Une solution inédite : lorsque le droit de la consommation s’invite dans le droit des sociétés !

La qualité d’associé d’une société commerciale n’avait jusqu’ici pas de liens avec la qualité de consommateur. Mais la première chambre civile de la Cour de cassation a rendu une décision inattendue (Cass. 1re civ., 20 avr. 2022, n° 20-19043, F–B) qui vient bousculer les certitudes en la matière.

Rappel des faits

Comme souvent, les faits à l’origine de cette décision sont banals : des époux contractent un prêt auprès d’une banque afin d’acquérir des parts sociales dans une SARL spécialisée dans les activités de boulangerie. N’ayant pas réglé les échéances du prêt, la banque fait réaliser une saisie-attribution sur leurs comptes afin d’en obtenir le paiement.

Pour s’opposer à cette saisie-attribution, les époux introduisent une action en nullité considérant que l’action de la banque était prescrite en vertu de la prescription biennale de l’article L.137-2 devenu L.218-2 du Code de la consommation, dispositions applicables aux consommateurs.

Le juge de l’exécution accueillit favorablement cette action, mais sa décision était ensuite infirmée par la Cour d’appel qui a considéré, sur le fondement de l’article L.110-4 du Code de commerce, que la prescription biennale n’était pas applicable aux époux, car le prêt souscrit visait à financer l’acquisition de parts sociales, ce qui excluait la qualité de consommateur.

C’est cette solution qui est cassée sur le fondement de l’article L.137-2 devenu L.218-2 du Code de la consommation, qui dispose que l’action des professionnels, pour les biens ou services qu’ils fournissent aux consommateurs, se prescrit par deux ans. La motivation de la Cour d’appel, fondée sur la nature de la cession, ne convainc pas les magistrats du quai de l’Horloge pour lesquels « l’acquisition de parts sociales ne suffisait pas, à elle seule, à exclure la qualité de consommateur des emprunteurs. »

> **Données extraites**:
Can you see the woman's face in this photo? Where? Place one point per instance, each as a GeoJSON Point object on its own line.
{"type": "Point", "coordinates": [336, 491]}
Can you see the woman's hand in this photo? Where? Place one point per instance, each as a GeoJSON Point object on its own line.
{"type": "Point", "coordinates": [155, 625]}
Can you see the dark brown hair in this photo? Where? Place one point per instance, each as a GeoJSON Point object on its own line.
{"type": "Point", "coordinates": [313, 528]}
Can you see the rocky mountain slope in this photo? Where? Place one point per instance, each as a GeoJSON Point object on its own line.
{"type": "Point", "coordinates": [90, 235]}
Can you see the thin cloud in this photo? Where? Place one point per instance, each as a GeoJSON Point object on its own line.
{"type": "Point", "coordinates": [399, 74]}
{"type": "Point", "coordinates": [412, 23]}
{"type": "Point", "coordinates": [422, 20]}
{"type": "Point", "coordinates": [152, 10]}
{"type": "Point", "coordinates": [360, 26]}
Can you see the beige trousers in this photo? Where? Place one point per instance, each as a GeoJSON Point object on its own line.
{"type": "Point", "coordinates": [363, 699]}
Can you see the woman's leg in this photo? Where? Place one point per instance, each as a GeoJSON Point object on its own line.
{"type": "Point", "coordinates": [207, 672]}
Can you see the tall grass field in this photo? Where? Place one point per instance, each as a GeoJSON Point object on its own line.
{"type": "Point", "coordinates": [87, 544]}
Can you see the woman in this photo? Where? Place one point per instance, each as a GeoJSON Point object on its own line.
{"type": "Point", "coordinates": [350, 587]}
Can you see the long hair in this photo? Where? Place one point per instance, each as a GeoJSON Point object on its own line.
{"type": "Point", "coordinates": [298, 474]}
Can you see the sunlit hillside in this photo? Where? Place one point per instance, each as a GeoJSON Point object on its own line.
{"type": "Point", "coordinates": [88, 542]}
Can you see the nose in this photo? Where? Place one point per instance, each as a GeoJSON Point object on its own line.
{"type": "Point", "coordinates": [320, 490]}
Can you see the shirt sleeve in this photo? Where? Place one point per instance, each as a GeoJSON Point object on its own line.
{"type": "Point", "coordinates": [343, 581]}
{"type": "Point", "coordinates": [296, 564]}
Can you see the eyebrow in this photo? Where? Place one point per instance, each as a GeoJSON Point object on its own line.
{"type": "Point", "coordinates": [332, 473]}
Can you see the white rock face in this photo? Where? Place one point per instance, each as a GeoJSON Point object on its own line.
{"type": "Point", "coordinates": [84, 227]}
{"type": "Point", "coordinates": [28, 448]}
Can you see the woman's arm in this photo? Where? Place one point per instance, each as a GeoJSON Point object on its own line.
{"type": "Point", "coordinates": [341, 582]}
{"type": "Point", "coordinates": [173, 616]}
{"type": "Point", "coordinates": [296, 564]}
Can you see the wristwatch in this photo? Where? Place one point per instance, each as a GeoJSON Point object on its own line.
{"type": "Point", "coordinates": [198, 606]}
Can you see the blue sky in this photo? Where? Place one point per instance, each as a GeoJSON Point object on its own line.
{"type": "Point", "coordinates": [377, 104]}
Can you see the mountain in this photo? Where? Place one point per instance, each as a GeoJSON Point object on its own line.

> **Exercice proposé**: Rédigez la suite de l'extrait consacré à l'arrêt de la Cour de cassation sur la qualité de consommateur de l'associé, en reprenant après sa dernière phrase. Les entrées proviennent d'une source distincte de celle de l'extrait.

> **Résultat attendu**:
La Cour de cassation complète le visa du Code de la consommation par un attendu de principe inédit : « La personne physique qui souscrit un prêt destiné à financer l’acquisition de parts sociales ne perd la qualité de consommateur que si elle agit à des fins qui entrent dans le cadre de son activité professionnelle. »

Une application très large du droit de la consommation

Le principe est désormais que l’acquéreur personne physique de titres sociaux, également emprunteur, est a priori un consommateur au sens juridique du terme.

Cela signifie qu’il agit a priori à des fins qui n’entrent pas dans le cadre de son activité commerciale, industrielle, artisanale ou libérale suivant la définition que donne du consommateur l’article liminaire du Code de la consommation.

La solution conduit à ce que la démonstration du lien entre l’activité professionnelle de l’acquéreur-emprunteur personne physique de titres sociaux soit systématiquement rapportée pour que les dispositions du Code de la consommation ne s’appliquent pas.

Pour écarter la cassation, il eut fallu que le caractère professionnel de l’opération ait été suffisamment caractérisé par l’arrêt d’appel. Cela n’est pas précisé dans l’arrêt de la Cour de cassation, mais on peut imaginer qu’une telle démonstration eut été concevable au regard des faits de l’espèce si l’on songe que le pourvoi en cassation était formé par des acquéreurs de parts d’une SARL dont l’objet social était l’activité de boulangerie alors qu’eux même travaillaient dans ce même domaine.

Mais faute d’une telle démonstration suffisamment motivée dans le dispositif de l’arrêt d’appel,   l’application du droit de la consommation permet à la personne physique de se prévaloir de tous les mécanismes protecteurs du Code de la consommation, dont la prescription biennale.

De multiples questions en suspens

La solution, dépourvue d’ambiguïté dans son principe, suscite des interrogations compte tenu de sa très large portée.

Certes, quelques certitudes existent. Ainsi, la solution ne se limite pas aux parts sociales de SARL et devrait s’appliquer à tous les acquéreurs de titres de capital, et donc d’actions également. Il fait aussi peu de doutes que la solution n’englobe pas les cessions de titres de sociétés dont les associés sont commerçants. Par définition, l’acte d’acquisition n’est pas un acte de consommation au sens du Code de la consommation. La solution ne devrait pas, non plus, viser les cessions de contrôle, dont l’objet même est précisément l’exercice des pouvoirs au sein de la société, et donc a priori d’une activité professionnelle.

Mais l’arrêt révèle aussi des incertitudes, dont trois sont particulièrement saillantes.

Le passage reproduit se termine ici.